Compito assegnato 1: Elenchi le parole latine e greche che il testo sulla salvia riporta come possibili origini del nome della pianta.
Compito assegnato 2: Prosegua il testo sulla salvia a partire dal punto in cui si interrompe.

Testo da analizzare:
* * * * *

Salvia, fra tradizione e uso attuale
Articolo del 01 Aprile 2021
La salvia è uno dei rimedi medicamentosi più noti della storia, fin dai tempi antichi. L’etimologia del suo nome ci fa capire il grado d’importanza che questa pianta ha avuto nel tempo. Alcuni autori affermano che il nome deriva dal latino Salvus, che significa salvare e guarire, mentre altri ritrovano l’origine della parola nel greco Soos, che sta per proteggere, e Bios, vita. In ogni caso, il nome salvia sta ad indicare il mantenimento della buona salute.

* * * * *

Record tratti da un dataset:
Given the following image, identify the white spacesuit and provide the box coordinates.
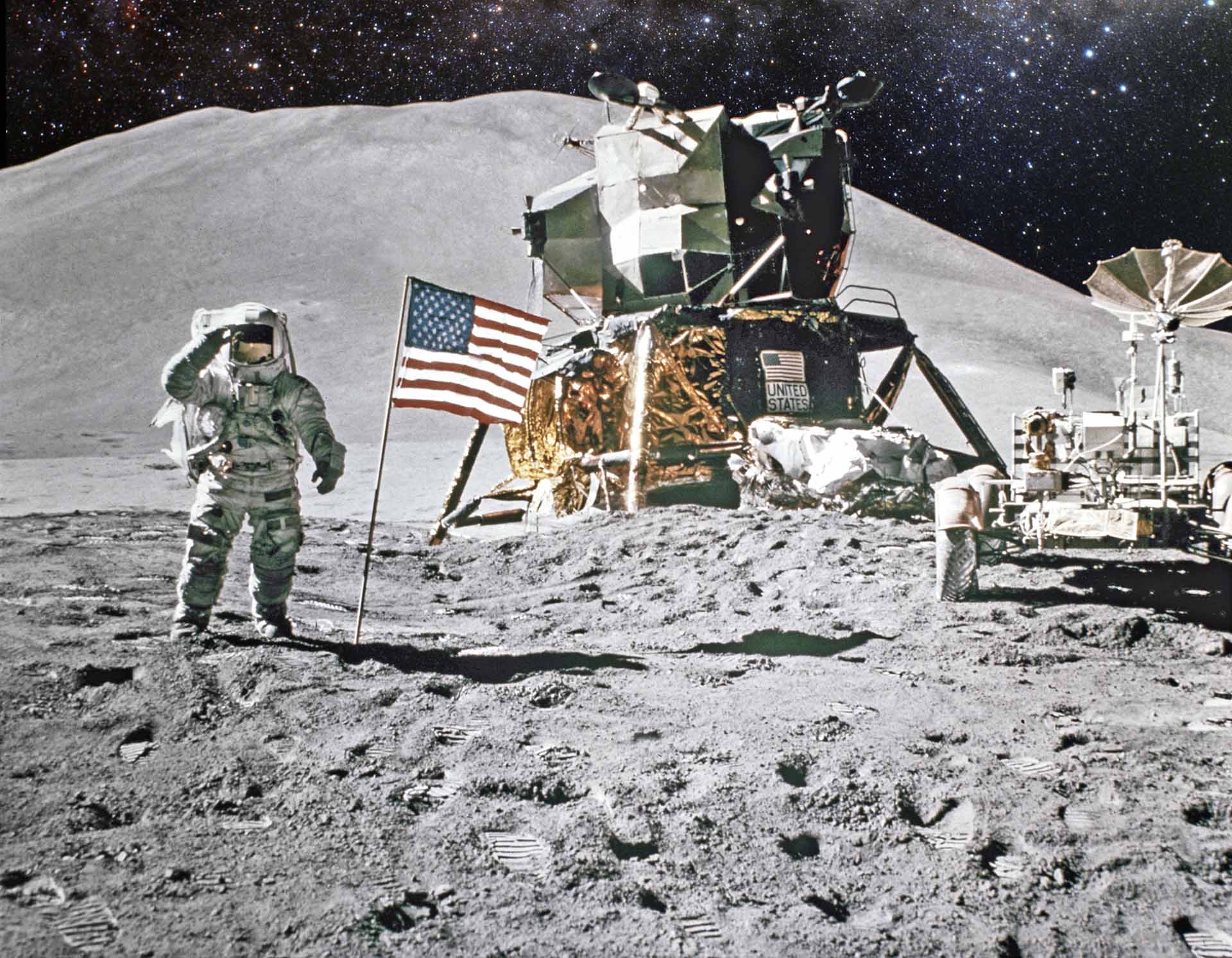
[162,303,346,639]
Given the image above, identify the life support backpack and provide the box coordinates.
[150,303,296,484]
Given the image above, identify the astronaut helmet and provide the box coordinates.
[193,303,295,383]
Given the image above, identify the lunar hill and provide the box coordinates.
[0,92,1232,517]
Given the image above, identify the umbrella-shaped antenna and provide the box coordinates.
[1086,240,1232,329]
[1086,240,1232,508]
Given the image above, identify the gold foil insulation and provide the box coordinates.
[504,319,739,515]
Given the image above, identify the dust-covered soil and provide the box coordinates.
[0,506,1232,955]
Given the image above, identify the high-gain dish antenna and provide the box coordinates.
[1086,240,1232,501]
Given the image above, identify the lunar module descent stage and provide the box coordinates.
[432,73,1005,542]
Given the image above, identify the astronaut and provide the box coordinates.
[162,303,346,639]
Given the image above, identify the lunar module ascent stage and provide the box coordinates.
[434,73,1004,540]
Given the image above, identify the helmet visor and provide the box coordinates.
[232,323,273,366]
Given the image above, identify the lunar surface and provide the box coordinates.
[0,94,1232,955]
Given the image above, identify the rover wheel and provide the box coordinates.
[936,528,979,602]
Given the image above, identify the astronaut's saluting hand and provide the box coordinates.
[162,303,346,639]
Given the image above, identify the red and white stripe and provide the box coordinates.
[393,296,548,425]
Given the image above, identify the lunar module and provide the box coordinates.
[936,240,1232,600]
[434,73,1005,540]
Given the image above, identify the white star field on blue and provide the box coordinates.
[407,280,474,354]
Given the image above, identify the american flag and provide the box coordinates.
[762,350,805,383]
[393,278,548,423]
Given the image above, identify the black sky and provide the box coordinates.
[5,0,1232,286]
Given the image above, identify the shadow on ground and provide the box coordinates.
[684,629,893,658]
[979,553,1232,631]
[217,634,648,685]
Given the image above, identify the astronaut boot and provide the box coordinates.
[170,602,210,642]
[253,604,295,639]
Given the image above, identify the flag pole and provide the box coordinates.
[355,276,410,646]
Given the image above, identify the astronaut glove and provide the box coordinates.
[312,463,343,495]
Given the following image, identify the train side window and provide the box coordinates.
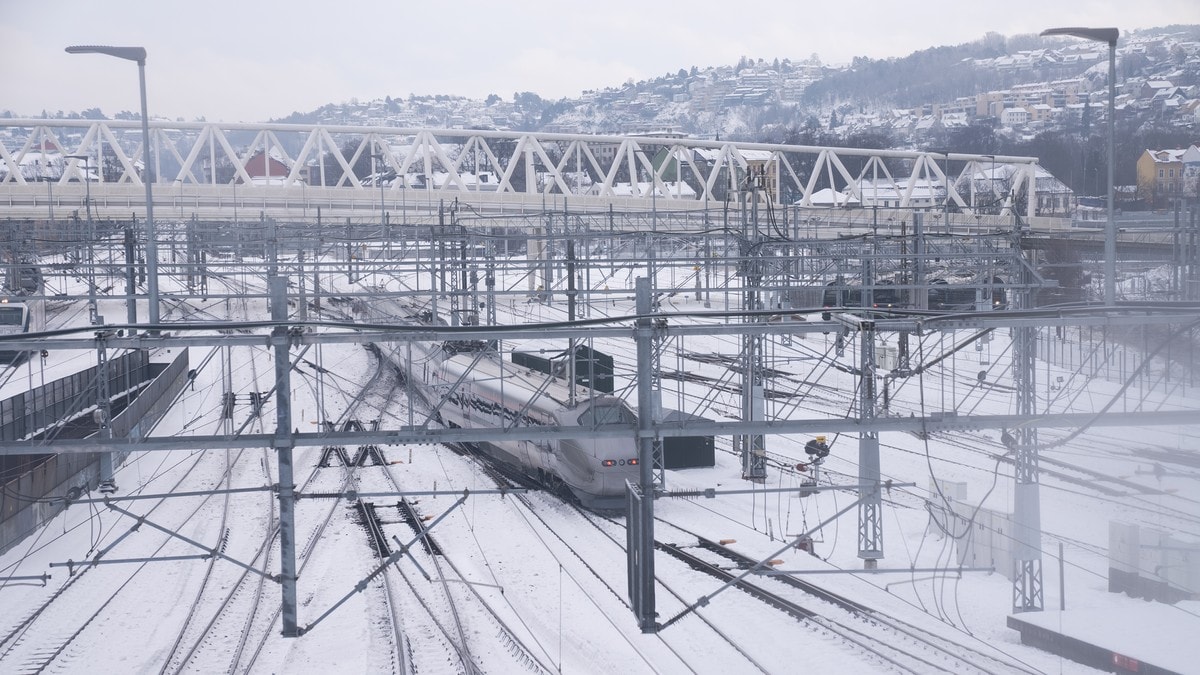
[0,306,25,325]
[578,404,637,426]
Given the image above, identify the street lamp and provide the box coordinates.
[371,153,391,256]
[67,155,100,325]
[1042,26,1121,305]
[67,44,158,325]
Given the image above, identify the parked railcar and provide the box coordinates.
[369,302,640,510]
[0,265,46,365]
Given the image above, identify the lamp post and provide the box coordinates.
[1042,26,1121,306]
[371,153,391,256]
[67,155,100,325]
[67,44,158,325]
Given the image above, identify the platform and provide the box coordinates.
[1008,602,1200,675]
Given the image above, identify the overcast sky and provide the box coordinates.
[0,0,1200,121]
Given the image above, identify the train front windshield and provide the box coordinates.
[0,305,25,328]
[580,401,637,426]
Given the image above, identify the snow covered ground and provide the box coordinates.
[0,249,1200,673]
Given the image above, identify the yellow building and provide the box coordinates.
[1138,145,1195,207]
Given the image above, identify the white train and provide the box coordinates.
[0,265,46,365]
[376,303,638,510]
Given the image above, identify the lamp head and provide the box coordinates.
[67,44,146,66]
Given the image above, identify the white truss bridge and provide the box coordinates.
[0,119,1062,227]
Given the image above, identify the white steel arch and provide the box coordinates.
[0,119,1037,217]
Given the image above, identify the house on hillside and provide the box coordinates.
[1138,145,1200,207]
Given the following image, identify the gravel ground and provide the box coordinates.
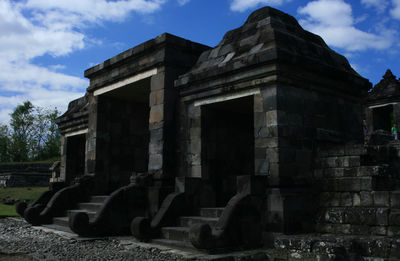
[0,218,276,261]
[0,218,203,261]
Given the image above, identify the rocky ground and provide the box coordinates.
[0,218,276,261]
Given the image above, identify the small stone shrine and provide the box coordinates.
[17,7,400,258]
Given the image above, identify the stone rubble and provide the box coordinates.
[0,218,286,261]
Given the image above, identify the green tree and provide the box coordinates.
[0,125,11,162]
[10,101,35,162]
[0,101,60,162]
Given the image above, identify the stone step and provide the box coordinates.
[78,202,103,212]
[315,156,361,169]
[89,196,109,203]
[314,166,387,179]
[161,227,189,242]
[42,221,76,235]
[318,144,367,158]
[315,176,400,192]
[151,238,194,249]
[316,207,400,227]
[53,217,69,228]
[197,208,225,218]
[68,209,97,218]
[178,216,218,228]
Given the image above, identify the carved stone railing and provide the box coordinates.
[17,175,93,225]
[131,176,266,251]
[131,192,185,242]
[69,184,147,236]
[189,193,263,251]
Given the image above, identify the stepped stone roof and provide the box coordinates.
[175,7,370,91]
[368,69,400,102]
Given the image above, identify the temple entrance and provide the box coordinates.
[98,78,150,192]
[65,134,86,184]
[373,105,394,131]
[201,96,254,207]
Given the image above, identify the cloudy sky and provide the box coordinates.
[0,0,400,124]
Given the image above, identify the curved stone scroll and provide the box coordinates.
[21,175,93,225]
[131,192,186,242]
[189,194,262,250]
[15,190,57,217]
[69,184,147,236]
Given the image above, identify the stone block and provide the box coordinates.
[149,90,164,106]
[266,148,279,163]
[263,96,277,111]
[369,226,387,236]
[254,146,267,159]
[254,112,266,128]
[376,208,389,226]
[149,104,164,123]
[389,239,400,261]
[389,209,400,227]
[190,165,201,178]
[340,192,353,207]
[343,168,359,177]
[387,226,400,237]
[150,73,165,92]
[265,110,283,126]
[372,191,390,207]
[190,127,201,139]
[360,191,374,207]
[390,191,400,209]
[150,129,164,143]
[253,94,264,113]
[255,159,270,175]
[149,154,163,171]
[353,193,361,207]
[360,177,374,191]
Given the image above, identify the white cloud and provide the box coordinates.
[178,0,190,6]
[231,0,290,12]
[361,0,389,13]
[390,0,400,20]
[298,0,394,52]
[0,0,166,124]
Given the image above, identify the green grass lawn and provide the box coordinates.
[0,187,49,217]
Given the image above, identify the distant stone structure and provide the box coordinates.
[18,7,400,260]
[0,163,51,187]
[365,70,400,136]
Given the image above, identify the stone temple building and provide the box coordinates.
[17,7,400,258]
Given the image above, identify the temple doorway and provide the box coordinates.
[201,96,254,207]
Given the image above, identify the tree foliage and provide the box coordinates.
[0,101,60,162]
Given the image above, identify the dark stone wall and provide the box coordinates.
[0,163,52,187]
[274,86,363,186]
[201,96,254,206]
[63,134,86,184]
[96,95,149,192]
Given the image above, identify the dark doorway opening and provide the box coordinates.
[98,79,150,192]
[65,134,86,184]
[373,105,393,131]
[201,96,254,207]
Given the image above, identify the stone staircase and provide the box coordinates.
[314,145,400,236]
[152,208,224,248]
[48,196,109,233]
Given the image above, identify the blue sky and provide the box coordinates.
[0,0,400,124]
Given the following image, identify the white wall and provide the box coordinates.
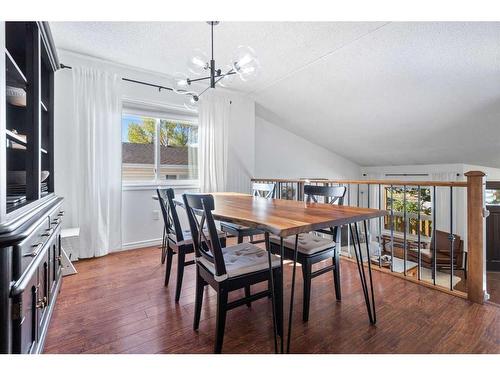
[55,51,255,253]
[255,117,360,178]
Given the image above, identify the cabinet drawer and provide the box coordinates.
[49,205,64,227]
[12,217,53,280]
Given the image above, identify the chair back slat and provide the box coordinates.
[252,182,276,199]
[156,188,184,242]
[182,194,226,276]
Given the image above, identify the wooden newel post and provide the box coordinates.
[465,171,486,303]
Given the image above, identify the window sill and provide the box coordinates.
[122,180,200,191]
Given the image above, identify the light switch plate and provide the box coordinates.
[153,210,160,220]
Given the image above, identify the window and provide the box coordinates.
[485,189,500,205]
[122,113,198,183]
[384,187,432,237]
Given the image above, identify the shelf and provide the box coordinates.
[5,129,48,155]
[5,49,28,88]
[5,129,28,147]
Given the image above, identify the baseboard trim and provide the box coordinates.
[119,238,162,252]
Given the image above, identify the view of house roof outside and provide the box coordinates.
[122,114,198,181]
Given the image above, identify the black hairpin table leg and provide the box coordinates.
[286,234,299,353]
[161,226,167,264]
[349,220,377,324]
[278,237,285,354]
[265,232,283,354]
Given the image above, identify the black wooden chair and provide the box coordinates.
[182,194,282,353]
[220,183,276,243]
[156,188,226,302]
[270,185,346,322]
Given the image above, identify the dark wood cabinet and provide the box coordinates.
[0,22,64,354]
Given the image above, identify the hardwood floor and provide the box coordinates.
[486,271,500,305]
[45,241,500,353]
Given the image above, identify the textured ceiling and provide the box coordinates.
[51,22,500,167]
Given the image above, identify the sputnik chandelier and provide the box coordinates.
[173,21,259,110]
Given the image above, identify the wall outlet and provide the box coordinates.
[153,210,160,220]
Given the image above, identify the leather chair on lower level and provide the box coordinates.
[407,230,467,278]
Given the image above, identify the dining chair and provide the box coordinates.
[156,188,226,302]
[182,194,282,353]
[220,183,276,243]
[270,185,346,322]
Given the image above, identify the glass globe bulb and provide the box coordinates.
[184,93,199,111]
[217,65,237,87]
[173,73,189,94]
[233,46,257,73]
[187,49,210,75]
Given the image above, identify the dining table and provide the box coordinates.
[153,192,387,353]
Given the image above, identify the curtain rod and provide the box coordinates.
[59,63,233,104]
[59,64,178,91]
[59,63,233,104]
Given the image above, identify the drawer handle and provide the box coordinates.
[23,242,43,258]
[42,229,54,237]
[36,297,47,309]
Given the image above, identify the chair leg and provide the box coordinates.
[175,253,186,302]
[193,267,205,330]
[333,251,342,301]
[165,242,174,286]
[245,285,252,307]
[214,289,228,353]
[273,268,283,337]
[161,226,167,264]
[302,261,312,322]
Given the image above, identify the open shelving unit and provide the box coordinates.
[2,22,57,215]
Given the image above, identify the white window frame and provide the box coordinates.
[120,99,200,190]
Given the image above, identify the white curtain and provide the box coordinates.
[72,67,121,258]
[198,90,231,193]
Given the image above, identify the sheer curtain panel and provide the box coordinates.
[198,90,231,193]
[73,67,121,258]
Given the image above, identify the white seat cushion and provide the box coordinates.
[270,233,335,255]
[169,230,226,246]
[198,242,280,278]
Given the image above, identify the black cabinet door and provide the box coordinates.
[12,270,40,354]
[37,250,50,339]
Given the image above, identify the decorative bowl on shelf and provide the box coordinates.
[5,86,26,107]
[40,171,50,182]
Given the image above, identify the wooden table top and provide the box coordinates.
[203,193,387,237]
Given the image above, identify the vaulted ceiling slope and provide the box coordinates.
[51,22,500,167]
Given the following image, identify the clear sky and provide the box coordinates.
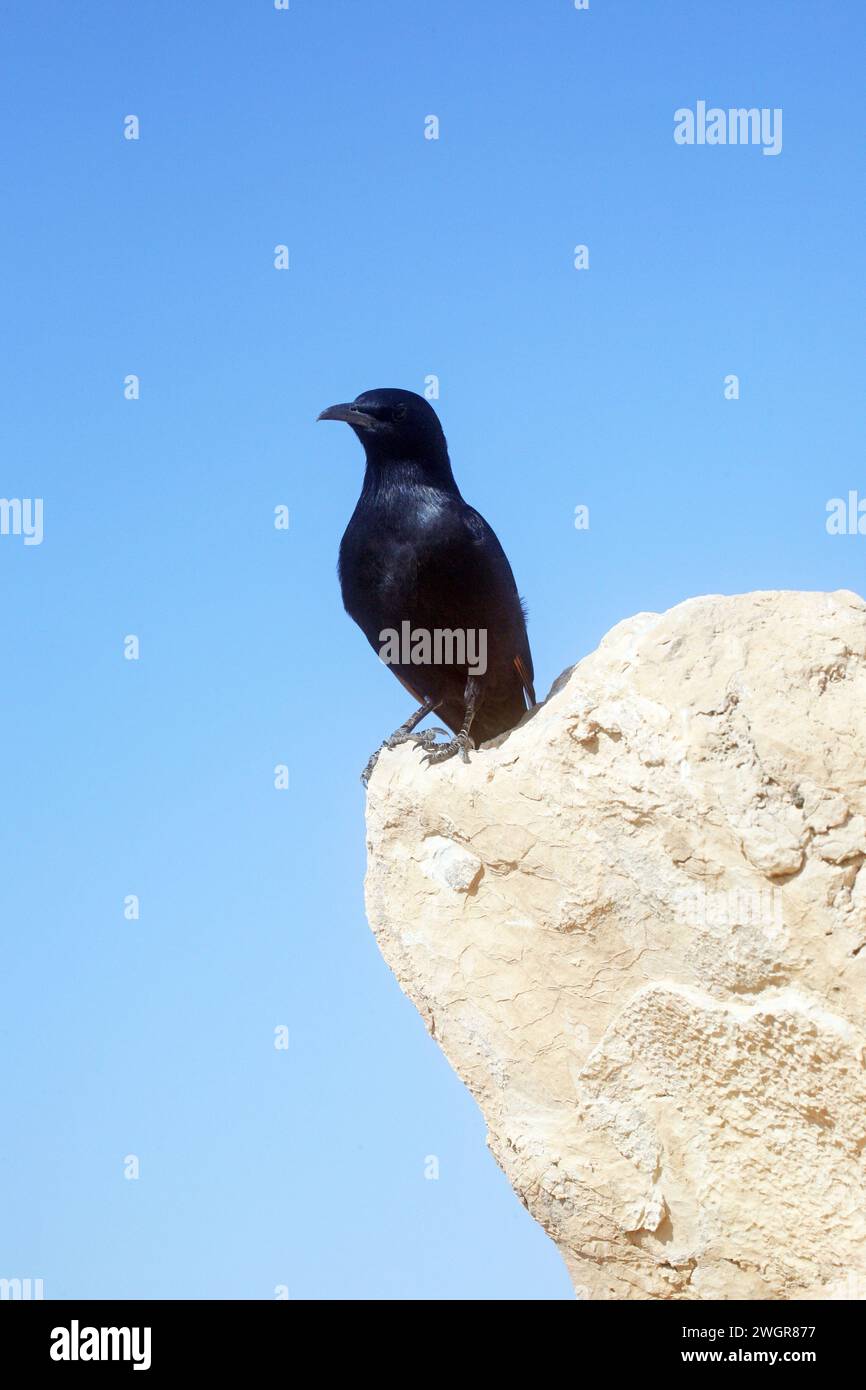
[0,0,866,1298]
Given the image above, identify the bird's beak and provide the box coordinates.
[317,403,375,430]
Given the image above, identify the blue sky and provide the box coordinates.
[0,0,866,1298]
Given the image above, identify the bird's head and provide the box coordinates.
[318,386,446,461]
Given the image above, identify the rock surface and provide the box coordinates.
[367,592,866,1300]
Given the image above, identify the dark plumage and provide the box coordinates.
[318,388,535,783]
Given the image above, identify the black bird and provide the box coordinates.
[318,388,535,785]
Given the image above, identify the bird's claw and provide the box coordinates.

* * * * *

Risposta scritta 1: Salvus (latino), Soos (greco), Bios (greco)

Risposta scritta 2:
In Egitto se ne decantava principalmente la proprietà di favorire la fertilità nelle donne. Nell’antica Grecia era considerata sacra, tanto da essere chiamata «pianta dell’immortalità». Era impiegata come disinfettante e per bloccare le emorragie, oltre che per curare piaghe, ulcere e morsi di serpenti. Dioscoride ne celebra le qualità diuretiche, toniche, l’azione emmenagoga e la raccomanda per la tosse e le ferite. Anche per i Romani era un’erba sacra e veniva raccolta con una precisa ritualità in occasione di cerimonie solenni. Dal IX secolo in poi la coltivazione si diffuse nei monasteri, sia per le sue proprietà curative, sia per la credenza che allontanasse il maligno. Nel Medioevo, secondo la teoria delle segnature, si afferma la sua azione nelle affezioni della bocca: le foglie di salvia, infatti, rugose e tagliate nel centro, ricordano la superficie della lingua.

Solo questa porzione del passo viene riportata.